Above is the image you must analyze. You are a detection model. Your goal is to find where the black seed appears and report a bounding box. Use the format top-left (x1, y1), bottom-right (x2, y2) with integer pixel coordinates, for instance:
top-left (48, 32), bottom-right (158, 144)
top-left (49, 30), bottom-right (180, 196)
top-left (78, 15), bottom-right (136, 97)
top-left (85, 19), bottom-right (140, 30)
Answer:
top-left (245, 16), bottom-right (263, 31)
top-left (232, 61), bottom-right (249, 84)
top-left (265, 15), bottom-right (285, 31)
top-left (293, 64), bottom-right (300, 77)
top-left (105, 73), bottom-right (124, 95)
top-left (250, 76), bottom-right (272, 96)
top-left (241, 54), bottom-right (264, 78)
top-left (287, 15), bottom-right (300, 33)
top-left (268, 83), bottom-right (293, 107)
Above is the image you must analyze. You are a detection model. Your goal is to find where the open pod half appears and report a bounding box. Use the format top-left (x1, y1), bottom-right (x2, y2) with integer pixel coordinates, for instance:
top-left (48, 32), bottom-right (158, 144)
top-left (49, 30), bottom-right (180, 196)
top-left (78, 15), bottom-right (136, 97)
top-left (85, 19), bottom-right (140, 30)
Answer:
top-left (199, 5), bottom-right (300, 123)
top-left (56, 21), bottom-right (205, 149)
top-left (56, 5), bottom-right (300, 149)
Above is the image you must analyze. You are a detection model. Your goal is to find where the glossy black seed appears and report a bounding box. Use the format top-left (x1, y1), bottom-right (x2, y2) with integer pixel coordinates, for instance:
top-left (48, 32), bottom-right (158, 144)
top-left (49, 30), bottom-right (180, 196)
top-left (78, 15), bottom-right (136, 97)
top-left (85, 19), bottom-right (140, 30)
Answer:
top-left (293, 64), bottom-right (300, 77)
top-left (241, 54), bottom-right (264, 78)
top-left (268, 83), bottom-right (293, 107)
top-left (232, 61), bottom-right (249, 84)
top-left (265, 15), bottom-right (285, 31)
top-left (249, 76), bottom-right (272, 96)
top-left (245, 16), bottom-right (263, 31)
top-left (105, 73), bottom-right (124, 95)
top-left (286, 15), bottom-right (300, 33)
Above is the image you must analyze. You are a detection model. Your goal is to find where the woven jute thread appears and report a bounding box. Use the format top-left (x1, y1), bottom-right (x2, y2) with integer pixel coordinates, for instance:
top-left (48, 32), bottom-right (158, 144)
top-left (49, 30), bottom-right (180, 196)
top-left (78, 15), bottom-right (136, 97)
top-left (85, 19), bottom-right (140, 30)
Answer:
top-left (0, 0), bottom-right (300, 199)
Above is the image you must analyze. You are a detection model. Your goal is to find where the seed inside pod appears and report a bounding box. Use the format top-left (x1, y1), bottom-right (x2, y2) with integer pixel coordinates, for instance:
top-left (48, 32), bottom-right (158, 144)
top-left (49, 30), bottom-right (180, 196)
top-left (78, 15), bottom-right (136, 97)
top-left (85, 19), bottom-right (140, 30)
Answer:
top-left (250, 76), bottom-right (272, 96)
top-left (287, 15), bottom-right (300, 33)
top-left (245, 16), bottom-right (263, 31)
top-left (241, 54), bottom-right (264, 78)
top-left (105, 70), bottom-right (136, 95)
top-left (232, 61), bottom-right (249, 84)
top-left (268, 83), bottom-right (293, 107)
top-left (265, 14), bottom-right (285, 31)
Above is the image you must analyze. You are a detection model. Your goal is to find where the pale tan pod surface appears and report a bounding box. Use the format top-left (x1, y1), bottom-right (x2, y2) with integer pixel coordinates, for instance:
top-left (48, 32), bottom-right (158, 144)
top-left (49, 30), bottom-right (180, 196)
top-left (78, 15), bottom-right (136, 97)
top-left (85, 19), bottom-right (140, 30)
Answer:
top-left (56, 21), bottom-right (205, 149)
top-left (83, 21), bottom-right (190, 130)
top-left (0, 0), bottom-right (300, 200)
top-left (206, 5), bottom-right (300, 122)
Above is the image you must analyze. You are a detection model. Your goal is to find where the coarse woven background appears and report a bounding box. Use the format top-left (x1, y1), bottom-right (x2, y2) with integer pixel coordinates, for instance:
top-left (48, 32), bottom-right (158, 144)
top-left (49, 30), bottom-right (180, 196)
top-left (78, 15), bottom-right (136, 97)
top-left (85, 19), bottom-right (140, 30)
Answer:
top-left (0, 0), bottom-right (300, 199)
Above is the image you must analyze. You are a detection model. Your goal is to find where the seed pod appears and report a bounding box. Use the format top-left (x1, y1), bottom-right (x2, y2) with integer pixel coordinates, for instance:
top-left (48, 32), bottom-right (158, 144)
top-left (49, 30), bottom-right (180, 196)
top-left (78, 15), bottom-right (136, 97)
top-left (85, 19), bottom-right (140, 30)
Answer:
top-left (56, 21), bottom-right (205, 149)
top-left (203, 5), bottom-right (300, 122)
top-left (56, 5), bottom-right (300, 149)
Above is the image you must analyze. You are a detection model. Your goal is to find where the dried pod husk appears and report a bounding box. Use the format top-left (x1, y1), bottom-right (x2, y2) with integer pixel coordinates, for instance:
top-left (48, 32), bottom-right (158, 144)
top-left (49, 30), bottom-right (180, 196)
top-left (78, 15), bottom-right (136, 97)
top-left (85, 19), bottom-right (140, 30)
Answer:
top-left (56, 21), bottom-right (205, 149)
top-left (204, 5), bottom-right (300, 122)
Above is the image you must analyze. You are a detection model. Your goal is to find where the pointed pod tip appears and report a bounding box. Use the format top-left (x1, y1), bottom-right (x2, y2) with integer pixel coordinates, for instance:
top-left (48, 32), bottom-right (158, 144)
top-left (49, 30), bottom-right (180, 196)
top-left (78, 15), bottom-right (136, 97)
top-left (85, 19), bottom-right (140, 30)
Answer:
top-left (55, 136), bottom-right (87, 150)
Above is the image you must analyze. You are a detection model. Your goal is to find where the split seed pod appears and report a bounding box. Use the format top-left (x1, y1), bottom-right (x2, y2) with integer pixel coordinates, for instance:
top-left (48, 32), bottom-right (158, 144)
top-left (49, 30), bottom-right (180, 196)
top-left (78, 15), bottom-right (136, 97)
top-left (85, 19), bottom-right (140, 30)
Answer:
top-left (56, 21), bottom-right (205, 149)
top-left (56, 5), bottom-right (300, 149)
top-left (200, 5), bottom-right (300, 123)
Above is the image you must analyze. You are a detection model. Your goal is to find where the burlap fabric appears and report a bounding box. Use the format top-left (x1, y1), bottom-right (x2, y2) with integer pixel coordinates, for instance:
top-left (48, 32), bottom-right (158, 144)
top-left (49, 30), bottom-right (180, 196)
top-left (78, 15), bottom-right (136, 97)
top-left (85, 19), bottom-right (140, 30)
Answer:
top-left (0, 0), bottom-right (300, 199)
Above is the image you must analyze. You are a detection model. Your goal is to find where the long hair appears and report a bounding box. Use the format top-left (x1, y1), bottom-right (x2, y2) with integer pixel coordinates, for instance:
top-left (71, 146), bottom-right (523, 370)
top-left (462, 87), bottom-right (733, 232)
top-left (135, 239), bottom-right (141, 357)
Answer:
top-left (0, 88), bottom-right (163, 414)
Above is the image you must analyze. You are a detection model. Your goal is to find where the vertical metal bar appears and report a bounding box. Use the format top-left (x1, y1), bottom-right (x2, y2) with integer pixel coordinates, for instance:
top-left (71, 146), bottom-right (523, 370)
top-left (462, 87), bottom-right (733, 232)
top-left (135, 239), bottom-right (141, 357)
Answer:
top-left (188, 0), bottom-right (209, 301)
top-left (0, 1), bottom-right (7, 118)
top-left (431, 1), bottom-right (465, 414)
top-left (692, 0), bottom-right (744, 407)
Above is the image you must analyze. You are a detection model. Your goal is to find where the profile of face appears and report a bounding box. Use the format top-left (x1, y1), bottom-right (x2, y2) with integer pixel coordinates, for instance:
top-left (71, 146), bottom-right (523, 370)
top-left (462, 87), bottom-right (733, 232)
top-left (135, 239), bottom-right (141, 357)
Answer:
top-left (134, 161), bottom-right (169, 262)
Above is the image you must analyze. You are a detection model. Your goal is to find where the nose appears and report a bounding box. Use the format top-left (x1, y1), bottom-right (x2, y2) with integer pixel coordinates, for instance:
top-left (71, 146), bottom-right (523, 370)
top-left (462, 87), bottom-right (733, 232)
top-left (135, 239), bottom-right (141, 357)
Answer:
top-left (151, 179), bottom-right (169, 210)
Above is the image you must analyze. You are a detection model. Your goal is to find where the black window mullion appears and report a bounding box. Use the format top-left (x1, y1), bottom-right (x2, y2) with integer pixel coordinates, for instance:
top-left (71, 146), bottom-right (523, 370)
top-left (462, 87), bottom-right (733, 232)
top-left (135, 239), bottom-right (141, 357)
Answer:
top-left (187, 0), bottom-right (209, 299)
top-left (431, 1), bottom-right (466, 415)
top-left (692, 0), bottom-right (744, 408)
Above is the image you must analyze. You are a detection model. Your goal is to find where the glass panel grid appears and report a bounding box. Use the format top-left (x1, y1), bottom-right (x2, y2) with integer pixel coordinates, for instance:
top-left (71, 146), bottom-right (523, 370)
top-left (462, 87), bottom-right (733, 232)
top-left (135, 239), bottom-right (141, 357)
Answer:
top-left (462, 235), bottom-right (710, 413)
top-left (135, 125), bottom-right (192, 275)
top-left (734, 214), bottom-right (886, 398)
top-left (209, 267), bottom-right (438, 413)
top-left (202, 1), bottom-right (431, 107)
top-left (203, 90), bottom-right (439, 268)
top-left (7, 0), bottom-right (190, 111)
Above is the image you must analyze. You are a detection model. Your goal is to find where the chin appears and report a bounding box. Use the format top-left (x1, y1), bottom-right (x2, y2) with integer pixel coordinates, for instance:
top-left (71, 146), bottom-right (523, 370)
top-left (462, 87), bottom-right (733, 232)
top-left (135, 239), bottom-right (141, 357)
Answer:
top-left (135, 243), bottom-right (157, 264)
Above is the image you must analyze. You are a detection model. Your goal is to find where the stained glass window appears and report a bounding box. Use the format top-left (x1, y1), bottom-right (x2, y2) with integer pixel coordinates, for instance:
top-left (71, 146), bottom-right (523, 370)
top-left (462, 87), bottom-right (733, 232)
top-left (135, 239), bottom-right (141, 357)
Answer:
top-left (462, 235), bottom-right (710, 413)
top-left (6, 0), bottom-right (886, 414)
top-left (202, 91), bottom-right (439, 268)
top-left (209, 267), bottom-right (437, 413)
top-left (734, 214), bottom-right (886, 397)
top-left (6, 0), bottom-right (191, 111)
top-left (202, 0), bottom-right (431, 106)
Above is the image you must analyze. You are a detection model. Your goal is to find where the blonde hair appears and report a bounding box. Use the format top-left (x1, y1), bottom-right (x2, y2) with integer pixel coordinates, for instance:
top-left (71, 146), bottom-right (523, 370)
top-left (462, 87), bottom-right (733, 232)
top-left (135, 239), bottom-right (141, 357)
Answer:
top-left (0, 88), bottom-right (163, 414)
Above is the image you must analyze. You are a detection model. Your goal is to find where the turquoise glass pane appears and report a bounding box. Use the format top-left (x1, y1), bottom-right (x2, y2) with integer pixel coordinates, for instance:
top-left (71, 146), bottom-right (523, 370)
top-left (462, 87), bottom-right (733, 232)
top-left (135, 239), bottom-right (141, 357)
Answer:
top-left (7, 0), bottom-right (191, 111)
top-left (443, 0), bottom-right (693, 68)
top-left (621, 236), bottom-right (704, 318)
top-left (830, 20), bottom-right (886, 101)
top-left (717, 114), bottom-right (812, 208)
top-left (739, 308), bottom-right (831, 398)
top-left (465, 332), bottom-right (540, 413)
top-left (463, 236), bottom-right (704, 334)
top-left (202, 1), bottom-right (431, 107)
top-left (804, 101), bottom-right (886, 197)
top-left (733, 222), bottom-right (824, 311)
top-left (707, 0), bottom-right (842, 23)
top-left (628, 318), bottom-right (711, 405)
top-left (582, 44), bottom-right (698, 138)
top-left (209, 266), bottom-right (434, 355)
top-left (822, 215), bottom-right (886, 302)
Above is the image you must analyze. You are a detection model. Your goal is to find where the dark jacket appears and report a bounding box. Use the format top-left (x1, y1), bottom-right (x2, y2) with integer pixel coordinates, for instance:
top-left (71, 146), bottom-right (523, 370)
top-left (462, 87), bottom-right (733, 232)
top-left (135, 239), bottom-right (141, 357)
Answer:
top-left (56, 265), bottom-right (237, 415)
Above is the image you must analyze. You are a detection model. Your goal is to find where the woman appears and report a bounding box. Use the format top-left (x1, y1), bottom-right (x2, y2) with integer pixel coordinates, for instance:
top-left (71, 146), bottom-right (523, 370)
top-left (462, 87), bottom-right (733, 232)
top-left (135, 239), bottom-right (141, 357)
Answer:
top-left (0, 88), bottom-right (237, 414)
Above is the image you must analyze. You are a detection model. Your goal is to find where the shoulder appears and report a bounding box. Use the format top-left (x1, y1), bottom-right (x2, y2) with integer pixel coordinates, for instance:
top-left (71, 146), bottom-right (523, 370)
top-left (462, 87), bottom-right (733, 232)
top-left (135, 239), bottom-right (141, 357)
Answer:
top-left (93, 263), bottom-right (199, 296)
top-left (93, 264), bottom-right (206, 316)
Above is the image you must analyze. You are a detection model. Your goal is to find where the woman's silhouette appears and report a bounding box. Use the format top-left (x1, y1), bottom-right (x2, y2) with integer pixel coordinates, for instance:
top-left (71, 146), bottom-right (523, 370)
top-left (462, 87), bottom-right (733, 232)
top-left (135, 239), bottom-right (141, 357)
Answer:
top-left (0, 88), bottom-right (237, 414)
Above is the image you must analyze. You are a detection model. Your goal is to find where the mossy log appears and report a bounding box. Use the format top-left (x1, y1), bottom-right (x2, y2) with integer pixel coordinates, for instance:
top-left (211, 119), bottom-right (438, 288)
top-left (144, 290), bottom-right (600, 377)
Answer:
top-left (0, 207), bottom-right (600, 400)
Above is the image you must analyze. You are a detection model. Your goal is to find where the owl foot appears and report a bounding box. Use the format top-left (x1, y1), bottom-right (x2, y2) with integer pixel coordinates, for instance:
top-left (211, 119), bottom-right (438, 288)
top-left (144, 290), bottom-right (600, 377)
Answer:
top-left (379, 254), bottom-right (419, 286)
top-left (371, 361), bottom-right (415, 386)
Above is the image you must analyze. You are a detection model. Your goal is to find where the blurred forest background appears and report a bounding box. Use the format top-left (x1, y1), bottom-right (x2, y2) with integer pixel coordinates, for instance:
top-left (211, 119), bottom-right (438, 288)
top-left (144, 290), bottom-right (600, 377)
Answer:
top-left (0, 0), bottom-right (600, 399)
-----
■ **Work required**:
Can you echo, word for word, the records above starting at the line containing "where the coarse" and ending at the line containing "top-left (204, 5), bottom-right (300, 122)", with both of those lines included?

■ **Completed task**:
Above is the image you must analyze. You are a detection model. Your goal is to find where the coarse woven background appears and report a bounding box. Use the format top-left (x1, y1), bottom-right (x2, y2) with integer pixel coordinates, for instance:
top-left (48, 32), bottom-right (158, 144)
top-left (49, 30), bottom-right (180, 196)
top-left (78, 15), bottom-right (136, 97)
top-left (85, 19), bottom-right (140, 30)
Answer:
top-left (0, 0), bottom-right (300, 199)
Above is the image you must analyze. You are a detection model. Your goal is to find where the seed pod appears and report a bounding box. Use the format top-left (x1, y1), bottom-right (x2, y2) with integer pixel coordinates, for instance:
top-left (48, 32), bottom-right (158, 144)
top-left (49, 30), bottom-right (180, 196)
top-left (78, 15), bottom-right (136, 97)
top-left (85, 19), bottom-right (140, 30)
Answer:
top-left (56, 21), bottom-right (205, 149)
top-left (203, 5), bottom-right (300, 122)
top-left (56, 5), bottom-right (300, 149)
Above is the image you must analyze. You are a detection model. Your goal is to find where the dried pod husk appears and report a bounding box. Use the format top-left (x1, y1), bottom-right (x2, y2) with integer pixel coordinates, for instance:
top-left (48, 32), bottom-right (158, 144)
top-left (49, 30), bottom-right (180, 196)
top-left (78, 15), bottom-right (136, 97)
top-left (85, 19), bottom-right (140, 30)
Answer:
top-left (56, 21), bottom-right (205, 149)
top-left (204, 5), bottom-right (300, 122)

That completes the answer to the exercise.